Goal of the exercise >>
Return all of the entries exactly, but do not include the pictures.
(Material provided)
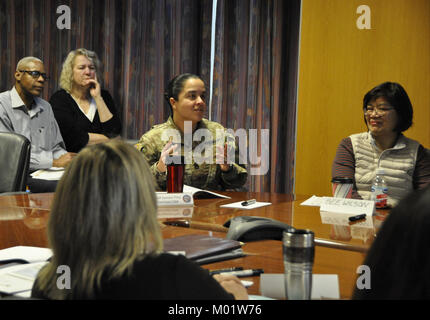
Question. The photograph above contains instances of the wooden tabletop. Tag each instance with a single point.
(340, 249)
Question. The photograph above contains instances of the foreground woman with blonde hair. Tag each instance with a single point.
(103, 226)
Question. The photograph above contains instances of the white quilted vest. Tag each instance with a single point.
(398, 163)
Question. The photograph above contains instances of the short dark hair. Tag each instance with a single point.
(398, 99)
(398, 258)
(176, 85)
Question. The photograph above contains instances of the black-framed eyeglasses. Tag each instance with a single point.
(380, 109)
(36, 74)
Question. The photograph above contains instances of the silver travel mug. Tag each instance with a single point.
(299, 251)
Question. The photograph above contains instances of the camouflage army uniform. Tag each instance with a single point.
(204, 175)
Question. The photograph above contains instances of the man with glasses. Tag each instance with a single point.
(23, 112)
(387, 112)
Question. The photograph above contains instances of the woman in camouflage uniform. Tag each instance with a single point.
(211, 162)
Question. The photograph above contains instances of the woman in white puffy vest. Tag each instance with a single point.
(406, 163)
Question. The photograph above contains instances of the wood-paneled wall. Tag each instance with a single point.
(339, 63)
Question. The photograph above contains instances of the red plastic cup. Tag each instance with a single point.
(175, 174)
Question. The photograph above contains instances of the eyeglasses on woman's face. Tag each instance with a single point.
(380, 109)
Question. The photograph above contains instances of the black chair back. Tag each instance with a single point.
(14, 161)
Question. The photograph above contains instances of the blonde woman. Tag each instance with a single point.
(103, 227)
(85, 113)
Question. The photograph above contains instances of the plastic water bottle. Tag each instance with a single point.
(379, 190)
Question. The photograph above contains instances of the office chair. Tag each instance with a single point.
(14, 161)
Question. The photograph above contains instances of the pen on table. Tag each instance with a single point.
(248, 202)
(245, 273)
(225, 270)
(357, 217)
(197, 225)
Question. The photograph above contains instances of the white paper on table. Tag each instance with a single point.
(19, 278)
(26, 253)
(324, 286)
(238, 205)
(313, 201)
(53, 173)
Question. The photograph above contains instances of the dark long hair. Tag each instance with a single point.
(399, 259)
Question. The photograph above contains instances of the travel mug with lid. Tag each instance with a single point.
(299, 251)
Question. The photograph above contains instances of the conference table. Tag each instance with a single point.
(340, 248)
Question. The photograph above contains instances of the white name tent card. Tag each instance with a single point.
(165, 199)
(53, 173)
(347, 206)
(175, 212)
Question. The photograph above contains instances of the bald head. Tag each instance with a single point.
(23, 63)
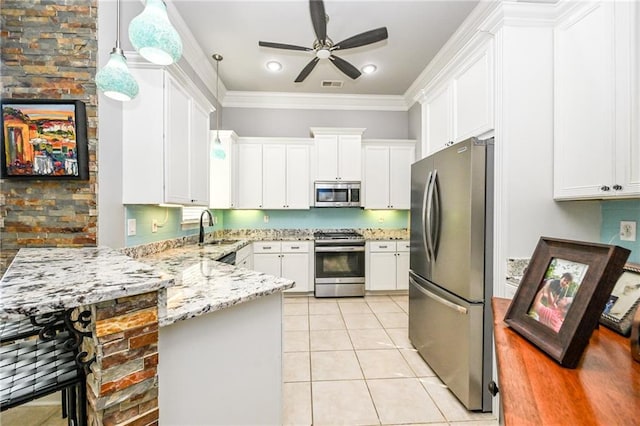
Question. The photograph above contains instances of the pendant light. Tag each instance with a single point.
(153, 36)
(218, 149)
(114, 79)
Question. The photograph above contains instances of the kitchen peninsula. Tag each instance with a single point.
(202, 330)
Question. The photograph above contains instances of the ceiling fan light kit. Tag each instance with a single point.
(114, 79)
(153, 36)
(323, 46)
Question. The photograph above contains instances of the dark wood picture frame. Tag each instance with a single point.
(44, 139)
(599, 267)
(623, 301)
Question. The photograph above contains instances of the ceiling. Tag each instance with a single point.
(417, 30)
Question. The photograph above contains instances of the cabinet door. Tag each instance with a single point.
(295, 266)
(382, 268)
(199, 155)
(269, 263)
(584, 103)
(177, 107)
(249, 176)
(221, 172)
(376, 177)
(436, 120)
(473, 95)
(402, 270)
(326, 147)
(274, 176)
(400, 160)
(297, 179)
(349, 157)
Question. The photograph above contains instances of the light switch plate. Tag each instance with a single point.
(627, 230)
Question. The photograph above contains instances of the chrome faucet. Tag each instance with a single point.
(201, 236)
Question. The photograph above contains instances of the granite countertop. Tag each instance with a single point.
(43, 280)
(204, 285)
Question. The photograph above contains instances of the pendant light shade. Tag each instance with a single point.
(114, 79)
(153, 36)
(218, 149)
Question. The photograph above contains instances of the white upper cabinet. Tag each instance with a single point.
(221, 171)
(249, 175)
(596, 99)
(273, 173)
(387, 174)
(459, 104)
(165, 141)
(285, 183)
(337, 154)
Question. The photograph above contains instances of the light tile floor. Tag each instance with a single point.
(348, 361)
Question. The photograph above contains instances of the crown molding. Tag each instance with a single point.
(288, 100)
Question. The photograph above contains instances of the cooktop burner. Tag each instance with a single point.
(338, 235)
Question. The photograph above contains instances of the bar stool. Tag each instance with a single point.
(41, 355)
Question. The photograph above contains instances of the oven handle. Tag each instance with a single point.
(338, 249)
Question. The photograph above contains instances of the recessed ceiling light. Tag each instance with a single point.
(368, 69)
(274, 66)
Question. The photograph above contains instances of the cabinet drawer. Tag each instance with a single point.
(266, 247)
(295, 246)
(403, 245)
(382, 246)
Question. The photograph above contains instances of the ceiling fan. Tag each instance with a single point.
(323, 46)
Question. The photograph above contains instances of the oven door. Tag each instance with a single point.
(339, 264)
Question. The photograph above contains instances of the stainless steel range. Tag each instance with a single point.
(339, 263)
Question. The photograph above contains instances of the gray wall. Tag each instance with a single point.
(296, 123)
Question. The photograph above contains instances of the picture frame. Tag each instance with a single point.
(44, 139)
(556, 312)
(623, 301)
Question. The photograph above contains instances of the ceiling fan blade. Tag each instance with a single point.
(307, 70)
(363, 39)
(345, 67)
(283, 46)
(319, 19)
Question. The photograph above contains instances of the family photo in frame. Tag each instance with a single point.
(563, 294)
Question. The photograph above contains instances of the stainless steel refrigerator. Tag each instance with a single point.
(451, 280)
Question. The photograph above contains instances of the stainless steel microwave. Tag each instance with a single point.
(336, 194)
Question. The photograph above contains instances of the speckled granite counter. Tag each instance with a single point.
(204, 285)
(42, 280)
(End Material provided)
Written answer >>
Question. The photograph above contains instances of the wooden tabletop. Tag each instance with a single point.
(340, 249)
Question. The photograph above contains instances of the foreground woman with blonde hair. Tag each instance with a single point.
(103, 226)
Question. The photograph above contains instances of the white quilted vest. Tag each instance with a single point.
(398, 163)
Question. The photograph above contains instances of the short dark hair. Tag each instance with a single point.
(398, 99)
(398, 258)
(176, 85)
Question. The photograph above contains instances of the black-framed eyeglasses. Tag each instance with a single point.
(380, 109)
(36, 74)
Question. The photograph above contains instances of the silver travel mug. Tag each instance with a single point.
(299, 251)
Question. The photograph above contains instances of the camouflage army uniform. Tag each instance with a single point.
(204, 175)
Question. The photograph above contains instances of the man with glasses. Tag each instance with a single point.
(23, 112)
(387, 112)
Question. The photograph above contains instances of the woman in camouflage uniform. Tag each instance with a single point.
(211, 162)
Question. The photograph above contains instances of the woman in white puffy vest. Tag each instance with a single point.
(406, 163)
Question. The photograph above contains instances of the wood-paneled wall. Tag each instance with a single point.
(339, 63)
Question. The photograph above contains instances of the red plastic cup. Tag each instance with a single point.
(175, 174)
Question. The photograph above contains instances of the eyeglasses on woman's face. Tag each instance with a single point.
(380, 109)
Question. The photograph above contains instances of the black chair back. Tag each instance with a single point.
(14, 161)
Question. The photograph above contains instances of the blonde woman. Tag each instance with a single point.
(103, 227)
(85, 113)
Question. The photograph above contains instances of the plastic water bottle. Tag each instance with a single point.
(379, 190)
Question. The photograph above contains instances of the office chair. Tag each instance with a single point.
(14, 161)
Question. The photograph above contains instances of the pen on table. Tag each instance with a single point.
(248, 202)
(245, 273)
(225, 270)
(357, 217)
(197, 225)
Question. The photograph above contains instances of the white paper on table. Tag each instance with a single point.
(19, 278)
(26, 253)
(324, 286)
(238, 205)
(313, 201)
(53, 173)
Question. The photograph above contains instances of the dark long hair. Tag each instance with a single point.
(399, 259)
Question. The photograph above contains instances of the travel mug with lid. Tag each instance with a single point.
(299, 251)
Question. The photograph above contains instances of the conference table. Tag each instance with a single point.
(340, 248)
Question. The photograph above contains instances of the white name tent card. Tag each instance with a single point.
(165, 199)
(53, 173)
(347, 206)
(175, 212)
Question. The photograph above contains instances of the bald head. Tag each instance with a single point.
(23, 63)
Question. The photograph above contains instances of the pendant light. Tag each instance with a single point.
(153, 36)
(218, 149)
(114, 79)
Question. The photograph above contains instances of the kitchen peninsula. Tag each instance with a single point.
(202, 330)
Question. The photograph above contains instances of the ceiling fan light kit. Tag each instance with a single point.
(114, 79)
(153, 36)
(323, 46)
Question. The photograph above contains instances of the dark wood picture frame. Tag each instance with a single point.
(44, 139)
(599, 267)
(623, 301)
Question. The photograph above contains instances of the ceiling. Tag each instance with a single point.
(417, 30)
Question. The photograph above contains instances of the cabinet door. Tag each instance with a single point.
(295, 266)
(382, 268)
(199, 155)
(269, 263)
(584, 103)
(177, 107)
(249, 176)
(221, 172)
(376, 177)
(436, 120)
(473, 95)
(402, 270)
(326, 147)
(274, 176)
(400, 160)
(297, 179)
(349, 157)
Question. The photograph above contains instances of the light switch plate. Tag each instance with a single point.
(627, 230)
Question. The photograph above contains instances of the chrome faucet. Tag each instance with a single point.
(201, 236)
Question. The photograph above contains instances of the granite countertop. Tag each instance with a single point.
(43, 280)
(204, 285)
Question. The photograph above contains instances of the pendant light shade. Tag each instance with a single point.
(114, 79)
(153, 36)
(218, 149)
Question. The photograph above contains instances of the white upper cabinet. Tag each instance with a single point.
(221, 171)
(249, 175)
(596, 99)
(273, 173)
(387, 174)
(459, 104)
(165, 141)
(285, 183)
(337, 154)
Question. The photograph above contains instances of the light tile floor. Tag each instance with a single point.
(348, 361)
Question. The photograph above contains instances of the crown molding. Tag each instance with a single point.
(288, 100)
Question. The photograph above contains instances of the cooktop burner. Tag each instance with a single point.
(338, 235)
Question. The photograph above contains instances of the bar stool. Tag each instance with a single point.
(41, 355)
Question. The photograph above contains instances of the oven handle. Tag each instance with a single point.
(338, 249)
Question. The photograph above contains instances of the recessed ceiling light. Tag each instance with a single point.
(368, 69)
(274, 66)
Question. The photograph above contains instances of the cabinet drawer. Tag each instance with a single point.
(266, 247)
(295, 246)
(403, 245)
(382, 246)
Question. The photograph above contains instances of the ceiling fan. Tag each instance with a single point.
(323, 46)
Question. The photograph above contains instances of the oven door. Tag each instance with a single point.
(339, 264)
Question. The photograph above contains instances of the stainless steel range. Tag each instance with a single point.
(339, 263)
Question. The photograph above contains instances of the gray wall. Tag each instance with a single point.
(296, 123)
Question. The photograph above contains instances of the picture frame. Tag each instance with a single point.
(44, 139)
(556, 312)
(623, 301)
Question. The photograph above contains instances of the ceiling fan blade. Tag each instance with a single point.
(307, 70)
(363, 39)
(345, 67)
(283, 46)
(319, 19)
Question. The photograph above contains instances of the family photo in frame. Tag each instance with a single point.
(563, 294)
Question. The photograph above contains instances of the stainless steel refrigerator. Tag each instance with a single point.
(451, 280)
Question. The photograph above contains instances of the stainless steel microwave. Tag each instance with a single point.
(336, 194)
Question. The photograph above contains instances of the speckled granite counter. Tag each instance with a single point.
(204, 285)
(42, 280)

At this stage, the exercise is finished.